Count the lines in the rows below that contain the string "segment", with case counting, and give only that number.

╭─ Materials provided

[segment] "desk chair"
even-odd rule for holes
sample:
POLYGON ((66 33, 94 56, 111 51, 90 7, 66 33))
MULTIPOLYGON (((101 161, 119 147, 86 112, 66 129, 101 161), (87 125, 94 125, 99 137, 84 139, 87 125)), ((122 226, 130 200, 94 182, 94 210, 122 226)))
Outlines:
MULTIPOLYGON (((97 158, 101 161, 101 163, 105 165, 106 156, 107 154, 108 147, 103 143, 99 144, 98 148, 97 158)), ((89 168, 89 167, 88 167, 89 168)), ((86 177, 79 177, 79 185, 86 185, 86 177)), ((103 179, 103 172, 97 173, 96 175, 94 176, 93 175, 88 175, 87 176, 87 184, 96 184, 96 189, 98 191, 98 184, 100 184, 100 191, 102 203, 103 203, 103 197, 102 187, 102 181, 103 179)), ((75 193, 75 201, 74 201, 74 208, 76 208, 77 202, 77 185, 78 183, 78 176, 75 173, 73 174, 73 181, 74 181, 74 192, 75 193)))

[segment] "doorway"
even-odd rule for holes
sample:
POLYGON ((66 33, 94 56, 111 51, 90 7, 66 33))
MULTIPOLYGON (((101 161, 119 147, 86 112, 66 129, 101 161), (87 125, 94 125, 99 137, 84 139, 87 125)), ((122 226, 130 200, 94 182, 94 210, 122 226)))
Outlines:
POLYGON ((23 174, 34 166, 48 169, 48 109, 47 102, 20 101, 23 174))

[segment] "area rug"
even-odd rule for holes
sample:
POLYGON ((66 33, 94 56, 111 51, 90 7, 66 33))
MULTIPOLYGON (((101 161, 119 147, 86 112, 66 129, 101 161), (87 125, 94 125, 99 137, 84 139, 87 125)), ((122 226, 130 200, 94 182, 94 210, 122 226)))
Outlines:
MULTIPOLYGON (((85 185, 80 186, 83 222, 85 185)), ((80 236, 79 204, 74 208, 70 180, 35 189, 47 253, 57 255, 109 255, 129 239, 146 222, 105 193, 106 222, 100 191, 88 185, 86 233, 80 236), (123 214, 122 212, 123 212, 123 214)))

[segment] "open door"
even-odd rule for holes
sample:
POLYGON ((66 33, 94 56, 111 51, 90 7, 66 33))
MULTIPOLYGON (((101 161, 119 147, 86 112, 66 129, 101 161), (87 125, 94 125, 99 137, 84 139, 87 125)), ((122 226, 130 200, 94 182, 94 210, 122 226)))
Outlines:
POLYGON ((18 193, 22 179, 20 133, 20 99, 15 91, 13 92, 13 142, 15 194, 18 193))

╰─

Written solution: 4